**PAGE**
"""
After a quick pit stop, I was back on the road by 8:15AM which was still behind my desired schedule, but not by more than 15 minutes. I headed north out of Mojave turning northeast towards Bishop and the Eastern Sierra area. I drove through the miles and miles of nothing but miles and miles in the northern portion of the high desert. I passed by a solar panel farm that was built about 2 years ago on the northwest side of the road and another larger solar panel farm on the southeast side of the road that was built by the Department of Water & Power (DWP). Jawbone Canyon was the next landmark with the General Store and the information center. Soon thereafter, I reached Red Rock Canyon where the freeway snakes through a pass in the mountains where the rock faces of the mountains have a significant red color indicating a high iron content in the soil. The roadway climbs up a hill and eventually levels off at the point where the roadway changes from a split 4-lane highway to a 2-lane roadway, then continues north towards Indian Wells, Inyokern and the Ridgecrest area. I wanted to stop at Indian Wells where they sell specialized “old-time” sodas and craft beers. I wanted the people who were allowing us to install our equipment at their location to know that we appreciated the generosity, so I thought that a couple of 6-packs of craft beer would be appreciated. I assumed that the brewery opened at 9AM and I arrived at the brewery around 9:10AM shortly after the time I presumed was opening time. However, the signs were out stating that they were “Closed”, and they were out drinking so stopping at the brewery was short lived. Back on the road again, Highway 14 merged with US Highway 395 where I continued for another seven miles to Pearsonville, the “hubcap” capital of the world according to their claims where I continued past the “town” until I reached Lone Pine around 10AM. I drove through the town and headed out towards Independence where I stopped for gas at the Fort Independence Travel Plaza. Filling up the tank would give me sufficient fuel to get to the job site and make it home. While the tank was filling, I took the time to make another pit stop and get another soda, a drink with lower caffeine content than my first drink.
"""
**LISTING**
"""
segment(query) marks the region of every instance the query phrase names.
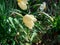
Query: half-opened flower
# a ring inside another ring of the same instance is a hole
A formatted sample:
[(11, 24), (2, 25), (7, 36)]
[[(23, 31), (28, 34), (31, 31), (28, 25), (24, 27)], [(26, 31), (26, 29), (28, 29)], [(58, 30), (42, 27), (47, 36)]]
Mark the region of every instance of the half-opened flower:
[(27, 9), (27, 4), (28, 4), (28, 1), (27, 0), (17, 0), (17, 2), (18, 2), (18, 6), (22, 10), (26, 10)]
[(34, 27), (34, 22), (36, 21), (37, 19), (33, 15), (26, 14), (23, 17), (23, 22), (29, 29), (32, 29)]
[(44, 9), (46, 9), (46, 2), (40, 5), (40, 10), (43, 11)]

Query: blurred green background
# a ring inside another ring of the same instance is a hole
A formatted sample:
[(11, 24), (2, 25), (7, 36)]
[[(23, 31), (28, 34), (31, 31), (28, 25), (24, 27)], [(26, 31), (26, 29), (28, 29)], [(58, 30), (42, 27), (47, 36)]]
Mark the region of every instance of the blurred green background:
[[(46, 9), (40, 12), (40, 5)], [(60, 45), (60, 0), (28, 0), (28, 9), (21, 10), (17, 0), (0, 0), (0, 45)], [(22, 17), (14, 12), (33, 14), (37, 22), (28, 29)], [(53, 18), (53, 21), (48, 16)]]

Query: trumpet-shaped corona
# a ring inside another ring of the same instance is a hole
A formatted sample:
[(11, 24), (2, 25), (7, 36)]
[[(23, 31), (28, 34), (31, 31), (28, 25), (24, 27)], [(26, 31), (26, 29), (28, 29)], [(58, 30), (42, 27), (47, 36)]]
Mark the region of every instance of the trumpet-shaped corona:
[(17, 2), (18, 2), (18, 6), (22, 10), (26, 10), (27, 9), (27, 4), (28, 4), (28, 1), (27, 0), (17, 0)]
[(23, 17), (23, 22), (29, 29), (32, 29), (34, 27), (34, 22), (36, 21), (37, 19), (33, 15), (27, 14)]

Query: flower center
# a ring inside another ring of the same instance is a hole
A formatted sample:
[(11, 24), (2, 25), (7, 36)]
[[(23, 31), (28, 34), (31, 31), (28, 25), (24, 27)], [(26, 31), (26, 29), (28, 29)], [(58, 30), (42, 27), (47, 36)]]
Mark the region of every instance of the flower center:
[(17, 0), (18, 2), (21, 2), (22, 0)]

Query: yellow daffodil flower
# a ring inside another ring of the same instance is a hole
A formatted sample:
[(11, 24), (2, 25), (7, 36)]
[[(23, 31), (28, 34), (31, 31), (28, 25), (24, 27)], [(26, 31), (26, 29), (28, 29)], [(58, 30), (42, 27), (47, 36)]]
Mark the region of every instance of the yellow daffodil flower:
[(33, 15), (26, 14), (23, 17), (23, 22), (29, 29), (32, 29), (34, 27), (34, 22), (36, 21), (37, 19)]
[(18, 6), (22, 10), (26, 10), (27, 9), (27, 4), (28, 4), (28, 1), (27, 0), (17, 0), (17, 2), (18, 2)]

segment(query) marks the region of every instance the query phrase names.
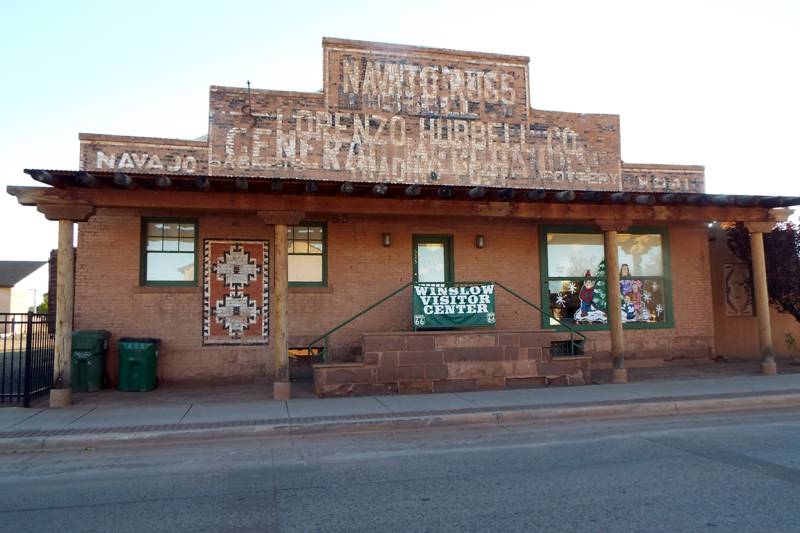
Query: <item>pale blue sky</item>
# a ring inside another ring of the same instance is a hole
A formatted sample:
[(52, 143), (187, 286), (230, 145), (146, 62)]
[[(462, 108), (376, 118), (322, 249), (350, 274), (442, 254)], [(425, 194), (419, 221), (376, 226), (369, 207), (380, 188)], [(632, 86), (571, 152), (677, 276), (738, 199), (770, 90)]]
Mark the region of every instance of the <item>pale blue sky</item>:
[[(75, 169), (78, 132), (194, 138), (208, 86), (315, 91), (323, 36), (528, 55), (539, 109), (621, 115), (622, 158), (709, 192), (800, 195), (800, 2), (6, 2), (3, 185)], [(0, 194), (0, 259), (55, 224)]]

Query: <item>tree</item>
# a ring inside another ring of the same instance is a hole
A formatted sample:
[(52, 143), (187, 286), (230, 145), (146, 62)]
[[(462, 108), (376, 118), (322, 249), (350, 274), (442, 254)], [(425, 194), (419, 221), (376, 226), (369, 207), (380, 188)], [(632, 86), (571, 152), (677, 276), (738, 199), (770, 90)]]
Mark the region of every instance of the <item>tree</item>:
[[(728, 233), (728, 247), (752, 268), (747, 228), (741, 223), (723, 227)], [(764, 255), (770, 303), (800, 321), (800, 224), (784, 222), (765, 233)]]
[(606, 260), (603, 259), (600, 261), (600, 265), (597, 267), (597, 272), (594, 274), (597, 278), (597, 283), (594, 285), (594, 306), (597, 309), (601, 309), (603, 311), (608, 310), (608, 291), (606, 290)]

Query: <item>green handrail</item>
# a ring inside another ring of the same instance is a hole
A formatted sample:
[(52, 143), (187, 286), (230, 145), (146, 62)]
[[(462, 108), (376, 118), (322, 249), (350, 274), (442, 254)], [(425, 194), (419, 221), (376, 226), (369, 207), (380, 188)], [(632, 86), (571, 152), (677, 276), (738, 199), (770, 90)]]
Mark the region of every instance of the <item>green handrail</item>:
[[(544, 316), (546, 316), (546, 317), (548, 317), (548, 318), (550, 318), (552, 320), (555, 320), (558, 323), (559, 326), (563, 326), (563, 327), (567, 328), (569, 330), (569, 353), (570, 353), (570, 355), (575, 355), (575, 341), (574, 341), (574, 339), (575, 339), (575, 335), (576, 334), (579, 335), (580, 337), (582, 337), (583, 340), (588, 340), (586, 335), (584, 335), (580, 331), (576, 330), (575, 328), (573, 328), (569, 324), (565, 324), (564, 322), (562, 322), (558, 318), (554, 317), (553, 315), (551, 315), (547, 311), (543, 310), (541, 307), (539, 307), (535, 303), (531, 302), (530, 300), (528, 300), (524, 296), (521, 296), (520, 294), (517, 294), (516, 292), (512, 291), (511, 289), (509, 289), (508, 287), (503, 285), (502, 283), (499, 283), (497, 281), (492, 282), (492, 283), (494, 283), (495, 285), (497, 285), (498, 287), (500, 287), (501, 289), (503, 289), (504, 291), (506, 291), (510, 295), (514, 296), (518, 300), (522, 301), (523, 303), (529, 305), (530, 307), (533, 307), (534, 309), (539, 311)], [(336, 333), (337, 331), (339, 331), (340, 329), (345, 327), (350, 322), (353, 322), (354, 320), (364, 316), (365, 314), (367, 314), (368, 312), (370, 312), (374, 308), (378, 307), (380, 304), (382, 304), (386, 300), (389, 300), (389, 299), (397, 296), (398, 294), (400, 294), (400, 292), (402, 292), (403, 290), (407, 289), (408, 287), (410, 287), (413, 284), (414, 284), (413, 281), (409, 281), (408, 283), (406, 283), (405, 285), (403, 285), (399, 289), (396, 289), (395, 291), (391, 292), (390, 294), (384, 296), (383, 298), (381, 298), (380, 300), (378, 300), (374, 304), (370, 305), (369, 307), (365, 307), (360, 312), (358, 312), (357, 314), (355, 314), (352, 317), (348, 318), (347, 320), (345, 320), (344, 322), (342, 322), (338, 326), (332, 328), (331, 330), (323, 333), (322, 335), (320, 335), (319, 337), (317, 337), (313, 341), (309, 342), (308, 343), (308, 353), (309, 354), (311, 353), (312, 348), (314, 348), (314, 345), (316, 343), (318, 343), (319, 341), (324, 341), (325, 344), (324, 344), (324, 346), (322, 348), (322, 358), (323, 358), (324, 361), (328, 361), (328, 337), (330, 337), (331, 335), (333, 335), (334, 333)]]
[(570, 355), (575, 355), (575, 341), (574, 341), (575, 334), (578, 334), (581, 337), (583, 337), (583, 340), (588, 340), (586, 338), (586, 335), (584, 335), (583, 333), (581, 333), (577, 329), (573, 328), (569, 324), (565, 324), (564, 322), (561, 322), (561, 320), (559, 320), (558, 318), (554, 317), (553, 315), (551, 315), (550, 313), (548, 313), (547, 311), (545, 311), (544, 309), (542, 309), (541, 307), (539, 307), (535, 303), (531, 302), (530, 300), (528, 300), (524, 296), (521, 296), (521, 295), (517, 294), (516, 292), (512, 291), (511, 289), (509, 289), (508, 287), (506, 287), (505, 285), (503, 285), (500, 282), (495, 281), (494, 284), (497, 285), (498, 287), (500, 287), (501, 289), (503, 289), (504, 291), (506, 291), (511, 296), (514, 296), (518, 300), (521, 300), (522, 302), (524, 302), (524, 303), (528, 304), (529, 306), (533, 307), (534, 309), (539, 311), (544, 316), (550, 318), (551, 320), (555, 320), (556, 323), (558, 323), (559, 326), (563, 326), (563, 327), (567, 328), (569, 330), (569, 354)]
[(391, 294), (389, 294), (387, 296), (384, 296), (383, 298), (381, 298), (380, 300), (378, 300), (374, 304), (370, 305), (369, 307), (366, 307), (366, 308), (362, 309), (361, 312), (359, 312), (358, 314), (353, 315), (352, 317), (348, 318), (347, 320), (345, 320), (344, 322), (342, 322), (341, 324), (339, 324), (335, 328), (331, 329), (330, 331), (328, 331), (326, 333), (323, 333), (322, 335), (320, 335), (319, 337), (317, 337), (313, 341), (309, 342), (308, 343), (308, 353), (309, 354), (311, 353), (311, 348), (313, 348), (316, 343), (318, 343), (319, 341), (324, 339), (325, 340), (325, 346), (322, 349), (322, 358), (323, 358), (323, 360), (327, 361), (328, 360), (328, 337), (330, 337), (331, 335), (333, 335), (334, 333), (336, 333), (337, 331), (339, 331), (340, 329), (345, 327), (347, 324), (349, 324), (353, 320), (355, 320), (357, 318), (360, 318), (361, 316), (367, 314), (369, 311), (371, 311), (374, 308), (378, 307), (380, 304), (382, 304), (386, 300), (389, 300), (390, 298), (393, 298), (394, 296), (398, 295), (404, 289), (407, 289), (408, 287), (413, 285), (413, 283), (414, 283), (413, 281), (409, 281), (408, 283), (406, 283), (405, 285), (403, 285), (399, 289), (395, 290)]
"""
**TASKS TO CARRY OUT**
1 – Translate this sentence from the road trip account into Spanish: "Jawbone Canyon was the next landmark with the General Store and the information center."
2 – Continue the account of the drive north through the high desert, picking up after its final sentence.

**ANSWERS TO THE PROBLEMS**
1 – Jawbone Canyon fue el siguiente punto de referencia, con la tienda general y el centro de información.

2 –
With the gas tank full and the radiator drained, it was now time to complete the journey. I exited the station and proceeded north on US395 traveling at full speed towards the town of Bishop which was another 45 minutes ahead of me. As I approached the town, I received a call telling me that Nick has arrived at the yard where we were installing the equipment, but the tower trailer was not there. I told him to work on anything else for the job and that I would pick up the tower trailer and bring it to the yard so that we could use it for our antenna installation, but I would need his 2 5/16” hitch ball because the hitch ball on my vehicle was 2”. I arrived at the yard to see the proposed installation and I immediately saw something that was of great concern to the success of our installation. The area was surrounded by a huge number of trees which were typically 50-60 feet tall. Our antenna structure would be only 35-40 feet tall, thus placing our antennas below the tree line. I knew that this would be a problem for the radio system performance but was not certain how much it would degrade the performance. I felt that this may cause our job to be a waste of time and money. Time would tell if my supposition would turn out to be correct or not.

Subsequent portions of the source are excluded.